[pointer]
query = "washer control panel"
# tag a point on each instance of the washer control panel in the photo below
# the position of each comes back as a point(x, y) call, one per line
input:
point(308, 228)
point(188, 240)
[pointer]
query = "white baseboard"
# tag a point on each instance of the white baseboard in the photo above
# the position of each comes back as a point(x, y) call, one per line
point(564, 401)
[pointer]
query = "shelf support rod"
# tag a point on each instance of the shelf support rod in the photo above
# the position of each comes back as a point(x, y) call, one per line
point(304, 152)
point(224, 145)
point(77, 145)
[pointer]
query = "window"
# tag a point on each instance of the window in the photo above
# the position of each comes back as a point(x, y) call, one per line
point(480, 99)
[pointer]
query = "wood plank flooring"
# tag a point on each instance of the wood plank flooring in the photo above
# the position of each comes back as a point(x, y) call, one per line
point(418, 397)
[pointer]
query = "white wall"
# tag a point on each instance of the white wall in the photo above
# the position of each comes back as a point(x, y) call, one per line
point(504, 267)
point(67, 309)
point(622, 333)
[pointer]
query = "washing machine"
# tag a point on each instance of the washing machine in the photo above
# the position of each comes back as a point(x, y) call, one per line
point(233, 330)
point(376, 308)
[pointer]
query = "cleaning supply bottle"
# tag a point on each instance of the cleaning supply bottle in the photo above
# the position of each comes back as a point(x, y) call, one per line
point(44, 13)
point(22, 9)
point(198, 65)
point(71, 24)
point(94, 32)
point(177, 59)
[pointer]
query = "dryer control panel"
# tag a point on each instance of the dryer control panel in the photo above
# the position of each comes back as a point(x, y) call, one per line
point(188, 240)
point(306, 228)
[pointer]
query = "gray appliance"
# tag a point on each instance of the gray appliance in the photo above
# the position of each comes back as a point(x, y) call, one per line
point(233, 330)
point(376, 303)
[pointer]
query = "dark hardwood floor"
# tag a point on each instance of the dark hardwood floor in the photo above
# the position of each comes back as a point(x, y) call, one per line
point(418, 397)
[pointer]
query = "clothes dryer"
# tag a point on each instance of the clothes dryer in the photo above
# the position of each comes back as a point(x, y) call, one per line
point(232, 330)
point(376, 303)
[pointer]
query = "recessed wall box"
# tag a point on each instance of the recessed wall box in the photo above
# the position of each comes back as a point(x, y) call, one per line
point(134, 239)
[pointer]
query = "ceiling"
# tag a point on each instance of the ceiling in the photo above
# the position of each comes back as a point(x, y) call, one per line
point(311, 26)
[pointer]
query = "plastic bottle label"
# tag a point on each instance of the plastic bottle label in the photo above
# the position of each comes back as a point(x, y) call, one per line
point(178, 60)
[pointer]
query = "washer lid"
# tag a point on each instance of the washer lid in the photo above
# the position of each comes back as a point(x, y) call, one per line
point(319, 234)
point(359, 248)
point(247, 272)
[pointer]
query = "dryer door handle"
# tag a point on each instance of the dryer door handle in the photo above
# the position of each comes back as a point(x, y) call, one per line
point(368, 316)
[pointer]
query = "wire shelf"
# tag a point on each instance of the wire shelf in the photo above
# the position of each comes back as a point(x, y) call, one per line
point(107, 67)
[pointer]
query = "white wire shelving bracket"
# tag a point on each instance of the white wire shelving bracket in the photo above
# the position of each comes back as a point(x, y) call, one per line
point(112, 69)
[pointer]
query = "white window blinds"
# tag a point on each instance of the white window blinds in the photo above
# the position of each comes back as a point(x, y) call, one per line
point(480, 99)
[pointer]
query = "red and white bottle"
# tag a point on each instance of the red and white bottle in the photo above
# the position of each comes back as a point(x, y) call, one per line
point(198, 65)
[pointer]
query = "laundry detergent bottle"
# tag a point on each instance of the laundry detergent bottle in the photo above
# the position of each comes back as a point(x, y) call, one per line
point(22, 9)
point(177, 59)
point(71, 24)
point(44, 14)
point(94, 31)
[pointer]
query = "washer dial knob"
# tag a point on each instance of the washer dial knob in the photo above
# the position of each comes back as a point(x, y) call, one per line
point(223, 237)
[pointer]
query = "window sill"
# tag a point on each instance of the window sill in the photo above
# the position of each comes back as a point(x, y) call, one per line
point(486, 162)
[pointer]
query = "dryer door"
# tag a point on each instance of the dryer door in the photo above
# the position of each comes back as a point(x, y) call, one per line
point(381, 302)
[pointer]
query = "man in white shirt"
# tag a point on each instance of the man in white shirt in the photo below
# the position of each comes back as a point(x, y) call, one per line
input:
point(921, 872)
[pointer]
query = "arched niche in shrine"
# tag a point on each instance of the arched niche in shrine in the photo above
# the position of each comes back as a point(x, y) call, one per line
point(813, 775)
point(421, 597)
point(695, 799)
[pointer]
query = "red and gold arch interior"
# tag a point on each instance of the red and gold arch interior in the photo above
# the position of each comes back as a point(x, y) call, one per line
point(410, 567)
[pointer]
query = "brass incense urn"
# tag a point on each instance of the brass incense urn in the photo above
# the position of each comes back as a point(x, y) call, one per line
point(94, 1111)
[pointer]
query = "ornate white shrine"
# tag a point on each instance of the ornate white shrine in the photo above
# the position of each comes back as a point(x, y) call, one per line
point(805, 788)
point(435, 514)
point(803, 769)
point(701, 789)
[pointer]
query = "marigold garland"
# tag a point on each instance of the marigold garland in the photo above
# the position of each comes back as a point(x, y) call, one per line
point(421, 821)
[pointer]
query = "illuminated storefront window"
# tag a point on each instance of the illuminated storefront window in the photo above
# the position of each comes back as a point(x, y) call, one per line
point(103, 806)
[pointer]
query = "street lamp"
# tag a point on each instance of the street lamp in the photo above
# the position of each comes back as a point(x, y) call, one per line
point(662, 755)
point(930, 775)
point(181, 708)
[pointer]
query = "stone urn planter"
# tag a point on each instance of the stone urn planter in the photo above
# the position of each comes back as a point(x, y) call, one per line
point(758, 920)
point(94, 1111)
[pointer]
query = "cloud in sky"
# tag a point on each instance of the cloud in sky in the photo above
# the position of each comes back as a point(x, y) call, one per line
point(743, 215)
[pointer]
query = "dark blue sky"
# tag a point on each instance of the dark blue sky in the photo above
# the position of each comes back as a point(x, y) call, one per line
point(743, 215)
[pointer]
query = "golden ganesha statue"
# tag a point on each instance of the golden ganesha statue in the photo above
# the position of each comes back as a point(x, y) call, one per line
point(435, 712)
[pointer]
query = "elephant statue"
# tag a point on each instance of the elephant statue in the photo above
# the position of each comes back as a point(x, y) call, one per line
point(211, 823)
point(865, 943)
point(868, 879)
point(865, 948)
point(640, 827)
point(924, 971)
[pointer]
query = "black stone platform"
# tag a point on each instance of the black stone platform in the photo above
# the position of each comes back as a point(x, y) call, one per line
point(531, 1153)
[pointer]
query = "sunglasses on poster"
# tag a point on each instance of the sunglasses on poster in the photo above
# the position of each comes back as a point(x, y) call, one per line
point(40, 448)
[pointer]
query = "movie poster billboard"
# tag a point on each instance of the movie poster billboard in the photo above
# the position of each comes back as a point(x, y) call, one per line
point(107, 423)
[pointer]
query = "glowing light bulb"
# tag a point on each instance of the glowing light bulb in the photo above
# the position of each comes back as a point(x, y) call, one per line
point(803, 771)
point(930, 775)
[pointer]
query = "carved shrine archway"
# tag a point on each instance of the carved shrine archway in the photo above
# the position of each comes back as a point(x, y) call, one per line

━━━━━━━━━━

Put the stretch of data from its start through the line that contains "point(77, 145)" into a Markdown table with the columns No. and Data line. Number each row and leave out blank lines.

THE SOLUTION:
| No. | Data line |
|---|---|
| 1 | [pointer] |
| 2 | query = "washer control panel" |
| 3 | # tag a point on each instance of the washer control panel in the photo below |
| 4 | # the position of each comes back as a point(x, y) call, one per line |
| 5 | input: |
| 6 | point(308, 228) |
| 7 | point(188, 240) |
| 8 | [pointer] |
| 9 | query = "white baseboard" |
| 10 | # tag a point on each instance of the white baseboard in the photo above |
| 11 | # the position of each comes back as a point(x, y) call, one per line |
| 12 | point(564, 401) |
| 13 | [pointer] |
| 14 | query = "shelf support rod" |
| 15 | # tag a point on each instance of the shelf support rod in the photo above |
| 16 | # the position of each comes back as a point(x, y) call, one per line |
| 17 | point(304, 152) |
| 18 | point(224, 145) |
| 19 | point(77, 145) |